REQUEST 1.
Please decide whether each statement below agrees with the NSPARC excerpt, answering yes or no and quoting the deciding words. (a) NSPARC built the Mississippi Works job portal. (b) Since the job-matching software was created, the number of people the state helps connect to employment each year has grown. (c) In 2011, 64,508 people registered for services.

==== EXCERPTED TEXT

NSPARC provides technical support, software research and development and data analysis services to these agencies as part of the state’s Workforce Innovation & Opportunity Act Combined Plan submitted to the federal government. Ultimately, the goal is to integrate the services and case management of each agency so that “from the moment one enters the education and workforce system, he or she will be presented with the necessary tools to choose and pursue a career pathway that is relevant to current and future labor markets,” according to the plan.

Mississippi Works website

NSPARC developed an online job portal similar to Indeed or Monster called Mississippi Works, which is also the name of Bryant’s signature workforce initiative. This is the tool on which Bryant bases his assertion of 42,000 job openings across the state.

Seeing the fruits of these taxpayer-funded purchases is more difficult. Since the creation of the job-matching software NSPARC developed, the number of people the state is helping connect to employment each year has remained constant. The employment security department helped place 30,686 people into jobs out of 64,508 people who registered for services in 2011, according to the oldest available annual report.

========
==== RECORDS FOR THIS TASK

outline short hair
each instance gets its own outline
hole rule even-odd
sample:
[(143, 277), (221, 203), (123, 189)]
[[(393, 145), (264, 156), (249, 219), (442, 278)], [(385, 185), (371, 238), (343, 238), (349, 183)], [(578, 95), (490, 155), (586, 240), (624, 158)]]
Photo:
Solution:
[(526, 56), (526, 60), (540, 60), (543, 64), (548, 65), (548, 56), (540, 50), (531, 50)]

========

REQUEST 2.
Select every line of the listing above that contains the string "outline". Case counts.

FINAL ANSWER 1.
(a) Yes: "NSPARC developed an online job portal similar to Indeed or Monster called Mississippi Works"
(b) No: "the number of people the state is helping connect to employment each year has remained constant"
(c) Yes: "out of 64,508 people who registered for services in 2011"

FINAL ANSWER 2.
outline short hair
each instance gets its own outline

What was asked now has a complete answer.